• [SOURCE MATERIAL]:
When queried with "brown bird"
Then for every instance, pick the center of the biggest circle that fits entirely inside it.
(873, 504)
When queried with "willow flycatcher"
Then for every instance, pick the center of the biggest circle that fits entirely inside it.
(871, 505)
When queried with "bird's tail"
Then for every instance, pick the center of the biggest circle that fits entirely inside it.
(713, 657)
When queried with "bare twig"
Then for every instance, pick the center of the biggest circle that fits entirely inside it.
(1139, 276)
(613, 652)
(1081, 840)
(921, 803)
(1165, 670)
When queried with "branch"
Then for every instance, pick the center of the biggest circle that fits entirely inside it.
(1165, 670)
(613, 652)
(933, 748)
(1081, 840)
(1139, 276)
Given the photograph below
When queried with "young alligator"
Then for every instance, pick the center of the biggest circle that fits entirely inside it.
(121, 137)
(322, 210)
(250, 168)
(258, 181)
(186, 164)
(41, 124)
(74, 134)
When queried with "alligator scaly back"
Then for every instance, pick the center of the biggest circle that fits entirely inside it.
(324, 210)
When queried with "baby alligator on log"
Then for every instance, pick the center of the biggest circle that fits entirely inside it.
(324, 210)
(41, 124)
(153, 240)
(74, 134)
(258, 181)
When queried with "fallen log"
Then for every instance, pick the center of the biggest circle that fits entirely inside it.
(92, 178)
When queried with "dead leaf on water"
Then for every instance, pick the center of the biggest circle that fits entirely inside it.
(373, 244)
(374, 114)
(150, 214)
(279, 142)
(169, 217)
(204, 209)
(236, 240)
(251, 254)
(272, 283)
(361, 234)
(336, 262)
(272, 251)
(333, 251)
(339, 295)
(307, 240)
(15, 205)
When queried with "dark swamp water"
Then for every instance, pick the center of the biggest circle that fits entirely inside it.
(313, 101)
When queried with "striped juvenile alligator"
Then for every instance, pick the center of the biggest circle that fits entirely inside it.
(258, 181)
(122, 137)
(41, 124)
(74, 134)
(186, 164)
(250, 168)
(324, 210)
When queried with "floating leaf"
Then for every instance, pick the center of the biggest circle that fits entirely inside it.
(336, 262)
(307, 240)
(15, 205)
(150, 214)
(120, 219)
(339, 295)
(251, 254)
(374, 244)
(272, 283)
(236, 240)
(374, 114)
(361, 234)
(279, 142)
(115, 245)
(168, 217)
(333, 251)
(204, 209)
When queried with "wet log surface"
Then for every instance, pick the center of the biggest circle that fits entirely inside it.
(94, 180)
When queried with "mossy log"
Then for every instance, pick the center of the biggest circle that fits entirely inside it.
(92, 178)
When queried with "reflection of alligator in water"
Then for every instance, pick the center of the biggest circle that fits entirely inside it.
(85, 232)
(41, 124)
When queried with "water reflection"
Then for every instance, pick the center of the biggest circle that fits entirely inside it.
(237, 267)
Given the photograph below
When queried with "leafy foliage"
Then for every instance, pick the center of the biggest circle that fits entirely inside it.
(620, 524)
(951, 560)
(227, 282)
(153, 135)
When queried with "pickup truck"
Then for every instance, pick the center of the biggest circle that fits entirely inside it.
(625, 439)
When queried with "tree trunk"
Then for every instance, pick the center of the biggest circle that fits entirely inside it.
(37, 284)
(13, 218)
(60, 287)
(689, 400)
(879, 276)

• [WHAT IS BEING ASKED]:
Your reply must consist of the number of lines in the material above that include "water", and nothing else.

• [TASK RESULT]:
4